▶ _PERMINTAAN TERTULIS_
Sambung tulisan tentang pengaruh globalisasi terhadap budaya Indonesia, dimulai sesudah kalimat terakhir yang tercantum.

▶ _DOKUMEN_
BAB I
PENDAHULUAN
1.1 Latar Belakang
Menyinggung era globalisasi, tentu juga akan berpengaruh pada dinamika
budaya di setiap negara. Khususnya di Indonesia, hal ini bisa dirasakan dan
sangat menonjol nampaknya. Begitu bebas budaya yang masuk dari berbagai arus
kehidupan. Pribadi yang ramah-tamah juga sangat mendukung masuknya berbagai
budaya tersebut. Ditambah lagi generasi muda kita yang terkesan bosan dengan
budaya yang mereka anggap kuno. Namun, masuknya budaya dari luar justru kerap
berimbas buruk bagi bangsa ini. Misalnya budaya berpakaian, gaya hidup (life style), segi iptek, maupun
adat-istiadat. Kesemua itu berdampak sangat buruk dan dengan mudah dapat
menggeser budaya asli Indonesia .
Kita sebenarnya belum siap menerima era globalisasi. Gaya hidup kita semakin menjurus ke arah
barat yang individual dan liberal. Budaya gotong-royong pun semakin memudar.
Dari segi iptek, sebagian besar juga berdampak buruk bagi kita. Yakni
penyalahgunaan teknologi kerap kali terjadi. Kemudian, belum ada filterisasi
budaya yang masuk. Begitu mudah budaya masuk tanpa ada penyaringan kesesuaian
dengan budaya asli kita. Akibatnya kita seperti berjalan mengikuti perkembangan
zaman yang semakin modern. Tetapi sayangnya budaya luhur yang dulu melekat
dalam diri, perlahan semakin menghilang. Parahnya, budaya daerah yang ada dan
kita junjung tinggi justru semakin kita abaikan.
1.2 Pokok Permasalahan
Pada zaman era presiden soekarno, pengklaiman beberapa wilayah indonesia yaitu Sipadan Ligitan juga Blok
Ambalat oleh Malaysia pernah
membuat hubungan antar kedua negara ini menjadi cukup tegang hingga muncul
istilah “Ganyang Malaysia ”.
Seiring dengan redanya isu tersebut, muncul kembali kasus yang membuat negara indonesia terusik dan teganggu dengan
pengklaiman berbagai kebudayaan indonesia
oleh negara tetangga Malaysia .
Dahulu kasus pengklaiman wilayah indonesia tak cukup menjadikan
kedua negara ini bermasalah dan beritanya hilang seiring berjalannya waktu.

▶ _ENTRI YANG DITAMPILKAN_
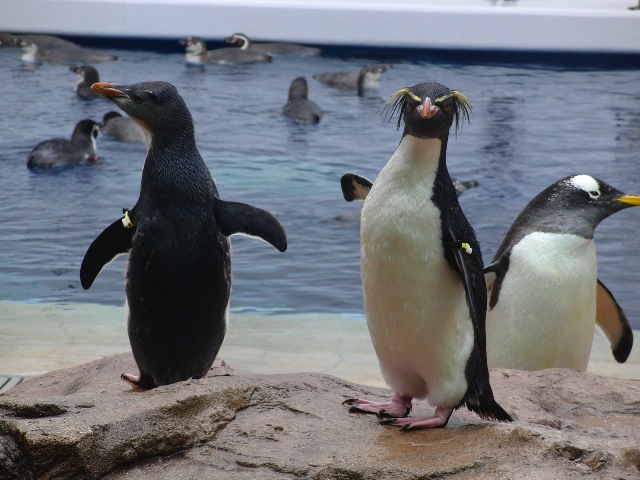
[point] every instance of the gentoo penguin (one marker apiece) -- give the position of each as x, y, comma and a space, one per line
178, 276
45, 42
241, 41
544, 292
367, 79
421, 266
356, 187
124, 129
197, 54
59, 152
87, 76
298, 106
31, 52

▶ _JAWABAN TERTULIS_
Namun, beberapa waktu yang lalu kembali terdengar mengenai pengklaiman
beberapa kebudayaan asli indonesia oleh Malaysia diantaranya adalah batik
tulis, wayang kulit, lagu rasa sayange, angklung, reog ponorogo hingga makanan
khas minang dari salah satu wilayah indonesia yaitu rendang di klaim berasal
dari Malaysia. Sungguh mengherankan bukan, dari mulai wilayah hingga menu makanan
khas Indonesia diklaim
sebagai kebudayaan Malaysia .
Apakah Malaysia tidak
memiliki kebudayaan, sampai-sampai dalam berbagai aspek kebudayaan indonesia
diklaim sebagai miliknya!!
Lalu kasus Reog Ponorogo, yang waktu itu mengakibatkan terjadinya
berbagai demonstrasi di Indonesia .
Salah satunya yaitu demonstrasi yang dilakukan di depan kedubes malaysia oleh
para “warok” dan para budayawan reog ponorogo yang tidak terima dengan
pengklaiman Malaysia atas Reog Ponorogo dengan nama Barongan. Kasus ini cukup
menarik perhatian dari berbagai pihak dan masyarakat, khususnya dari pemerintah
kabupaten Ponorogo yang tidak terima dengan pengklaiman tersebut. Karena
pemerintah kabupaten Ponorogo sebenarnya telah mendaftarkan tarian reog
ponorogo sebagai hak cipta milik Kabupaten Ponorogo yang tercatac dengan nomor
026377 tertanggal 11 Februari 2004 dan disaksikan langsung oleh Menteri Hukum
dan HAM RI.
Konon awal mulanya isu ini, kesenian Reog Ponorogo dibawa oleh TKI yang
bekerja di Malaysia yang sering mengadakan pertunjukan tarian Reog Ponorogo
untuk memperkenalkan kebudayaan Indonesia tetapi polisi Malaysia memberikan
syarat jika reog tetap ingin dimainkan maka namanya harus diubah menjadi “Singa
Barongan UMNO”.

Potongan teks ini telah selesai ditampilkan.